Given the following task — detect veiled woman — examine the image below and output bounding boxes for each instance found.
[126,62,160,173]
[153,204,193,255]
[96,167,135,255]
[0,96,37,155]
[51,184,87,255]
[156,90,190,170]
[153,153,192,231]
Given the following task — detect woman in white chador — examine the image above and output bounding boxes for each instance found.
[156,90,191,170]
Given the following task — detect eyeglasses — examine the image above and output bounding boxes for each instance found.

**What to work on:** Set down every entry once more, exactly as it was written above.

**Output for this exercise:**
Given the following task — detect veiled woman — examine the image below and output bounding boxes for each instance found.
[126,62,160,173]
[153,204,193,255]
[96,167,135,255]
[0,96,37,155]
[51,184,87,255]
[156,90,190,170]
[153,153,192,231]
Given the following task — detect woman in white chador — examine the image above and output bounding boxes for each instance found.
[156,90,191,170]
Given the following task — detect eyeglasses — examine the image above and output bounding boxes for each instance found.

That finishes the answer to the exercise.